# Start of DATA SHOWN

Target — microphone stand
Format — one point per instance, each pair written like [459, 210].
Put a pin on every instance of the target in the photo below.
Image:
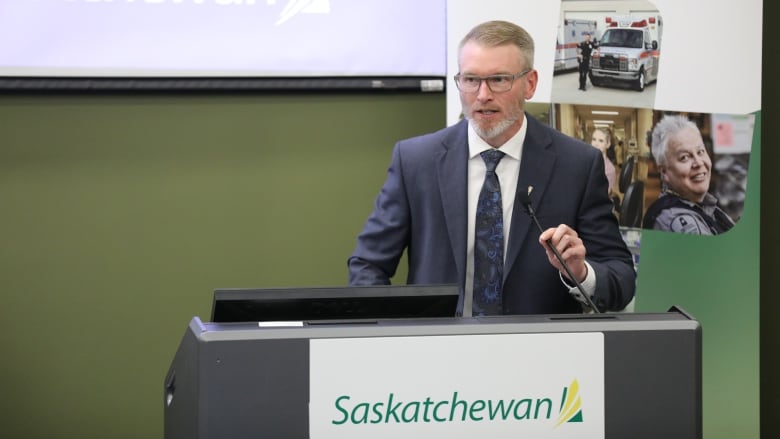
[526, 200]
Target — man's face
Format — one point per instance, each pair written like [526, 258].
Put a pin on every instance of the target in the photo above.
[687, 169]
[496, 117]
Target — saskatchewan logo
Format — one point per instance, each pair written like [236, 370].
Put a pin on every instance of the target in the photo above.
[456, 408]
[571, 404]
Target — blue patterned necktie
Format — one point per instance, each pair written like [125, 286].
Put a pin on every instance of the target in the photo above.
[489, 241]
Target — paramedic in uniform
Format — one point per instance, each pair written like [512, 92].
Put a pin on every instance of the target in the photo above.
[584, 51]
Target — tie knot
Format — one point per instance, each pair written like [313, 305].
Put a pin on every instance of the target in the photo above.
[491, 157]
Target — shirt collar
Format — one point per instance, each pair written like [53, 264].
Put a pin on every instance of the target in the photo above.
[513, 147]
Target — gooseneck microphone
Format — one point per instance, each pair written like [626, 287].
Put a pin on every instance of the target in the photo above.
[525, 198]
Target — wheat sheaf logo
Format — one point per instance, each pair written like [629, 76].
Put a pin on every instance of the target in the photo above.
[571, 405]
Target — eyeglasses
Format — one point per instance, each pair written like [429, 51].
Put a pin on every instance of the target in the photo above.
[496, 83]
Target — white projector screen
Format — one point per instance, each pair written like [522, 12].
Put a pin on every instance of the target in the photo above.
[155, 41]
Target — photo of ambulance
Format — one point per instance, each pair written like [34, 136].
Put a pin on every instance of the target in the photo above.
[628, 52]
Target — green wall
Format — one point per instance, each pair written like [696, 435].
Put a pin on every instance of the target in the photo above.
[121, 214]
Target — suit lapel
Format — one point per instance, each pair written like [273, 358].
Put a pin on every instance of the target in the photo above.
[536, 168]
[452, 174]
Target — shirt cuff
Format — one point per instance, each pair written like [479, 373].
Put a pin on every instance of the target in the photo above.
[589, 285]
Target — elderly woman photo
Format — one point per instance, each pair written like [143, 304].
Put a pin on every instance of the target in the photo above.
[685, 204]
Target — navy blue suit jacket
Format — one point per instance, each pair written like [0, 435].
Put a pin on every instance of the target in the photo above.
[422, 209]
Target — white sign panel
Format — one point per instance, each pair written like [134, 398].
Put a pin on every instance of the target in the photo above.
[460, 386]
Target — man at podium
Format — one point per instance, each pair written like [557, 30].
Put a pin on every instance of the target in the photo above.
[461, 201]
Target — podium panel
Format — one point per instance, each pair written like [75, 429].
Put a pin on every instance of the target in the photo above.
[639, 377]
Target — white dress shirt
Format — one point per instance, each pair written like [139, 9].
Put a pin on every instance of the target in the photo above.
[508, 172]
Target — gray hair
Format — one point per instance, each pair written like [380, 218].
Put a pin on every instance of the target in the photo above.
[499, 33]
[664, 130]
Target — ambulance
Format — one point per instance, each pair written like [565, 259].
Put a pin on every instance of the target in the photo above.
[628, 52]
[570, 34]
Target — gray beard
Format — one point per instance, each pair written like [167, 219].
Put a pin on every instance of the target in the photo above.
[493, 132]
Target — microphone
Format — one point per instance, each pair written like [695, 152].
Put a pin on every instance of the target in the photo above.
[525, 198]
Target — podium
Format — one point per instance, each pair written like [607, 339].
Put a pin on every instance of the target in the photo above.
[241, 380]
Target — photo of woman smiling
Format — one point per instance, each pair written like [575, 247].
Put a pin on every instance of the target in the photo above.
[685, 204]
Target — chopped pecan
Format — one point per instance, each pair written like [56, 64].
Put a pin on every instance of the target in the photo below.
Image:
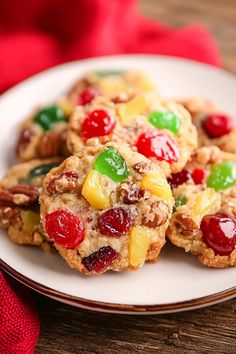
[63, 183]
[142, 166]
[158, 215]
[122, 98]
[21, 195]
[130, 194]
[8, 216]
[185, 224]
[208, 155]
[24, 140]
[51, 144]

# End of DATA SHOWN

[WRITTEN INSTRUCTION] Please copy all the rows above word for word, leaving the pictures out.

[RESULT]
Target — microphone stand
Format — one point per instance, each pair written like [459, 210].
Put a pin on every instance of the target in the photo below.
Image:
[526, 200]
Target — man's face
Format — one point per instance, each pair written like [526, 258].
Put a pin on every instance of the target in the photo above.
[687, 169]
[496, 117]
Target — saskatchewan logo
Format — one point per instance, each pair written like [236, 370].
Put a pin on every instance of the target in the photo above.
[456, 408]
[571, 404]
Target — blue patterned necktie
Format — one point per instance, each pair written like [125, 286].
Put a pin on every instance of the target in the photo above.
[489, 241]
Target — paramedic in uniform
Format — one point per instance, each pair written like [512, 92].
Put a pin on every instance of the target in the photo above.
[584, 51]
Target — tie knot
Format — one point per instance, each pair written like [313, 305].
Put a pin on every instance of the target in the photo above.
[491, 157]
Target — shirt collar
Format — one point per instance, each pair written like [53, 264].
Put a pin on every instance of the target in the photo above.
[513, 147]
Target — gooseneck microphone
Format — one point per instance, each pair written like [626, 287].
Put a pin on every instance of the target in the photo above.
[525, 198]
Target — wheat sheaf logo
Format — one point per instance, each pair written like [629, 76].
Put a pin on every instance of the target in the photo above.
[571, 405]
Target — eyeglasses
Format — one point per instance, each pair written like [429, 51].
Put a pin on every instance of the target in the photo above.
[496, 83]
Target — white projector screen
Format — one point per instance, each pair written like [522, 12].
Put a pin on every instance of the target in the photo above.
[155, 41]
Target — photo of ambulance
Format — one point per instance, each pair written like [34, 136].
Put a pin on every instance of the target in the photo above.
[628, 52]
Target — green wall
Format — one point per instance, each pair written like [696, 435].
Put a pin on every instance of the target in the photo above.
[121, 214]
Target — suit lapel
Format — one point per instance, each pair written like [273, 358].
Put a pin on every instance of the target in the photo above.
[536, 168]
[452, 174]
Target — shirt cuff
Format — one point per instance, each pair written like [479, 373].
Put a pin on every instance of the target in the photo above.
[589, 285]
Target — elderly woman photo
Format — one point per instance, each pair written like [143, 304].
Put a pin on every instance of the target in the photo above.
[685, 204]
Target — navy blue suit jacket
Format — one point per instance, each pair written like [0, 435].
Put a pin on every instance of the target in the photo above.
[422, 209]
Target — white sign panel
Format — one point per instance, each pair written like [134, 398].
Put a pin on every instance of the target in the photo above.
[460, 386]
Target — man at podium
Format — one point per instance, each pair written like [557, 30].
Put a pin on every instance of the target in the photo above.
[461, 201]
Target — podium panel
Format — one point per instance, each pair written like [75, 429].
Put a pin on every instance of the target in the photo above.
[639, 377]
Target — white dress shirt
Format — one point per instance, each pair written like [139, 9].
Put a pin on every instance of the target in the photo above.
[508, 172]
Target — gray hair
Format — one point per instance, each pair written like [380, 218].
Put a pin on every instance of the target in the photo above.
[499, 33]
[664, 130]
Target — ambulance
Format — one point per instance, each pair written like [565, 259].
Put a pin on every instance of the target in the photo above.
[628, 52]
[570, 34]
Target — gray beard
Format — one point per instance, each pair written like [167, 219].
Put a pin on every instance of the target in the photo above.
[493, 132]
Target — microphone
Format — one point per instance, each pair written like [695, 152].
Put a pin on every instance of the target in the photo above.
[525, 198]
Target — podium
Format — one point per instance, each pair written like [607, 339].
Put a pin on every instance of the target in the photo above.
[241, 380]
Target — photo of woman smiling
Format — one point per instance, each pair written like [575, 247].
Put a pin on every instance of the target in the photo above.
[685, 204]
Target — chopped pecan
Format — one point per instance, each pair written like [56, 64].
Put a pin on every instance of the target in the photo below.
Image:
[63, 183]
[142, 166]
[158, 215]
[122, 98]
[21, 195]
[130, 194]
[8, 216]
[185, 224]
[208, 155]
[24, 140]
[51, 144]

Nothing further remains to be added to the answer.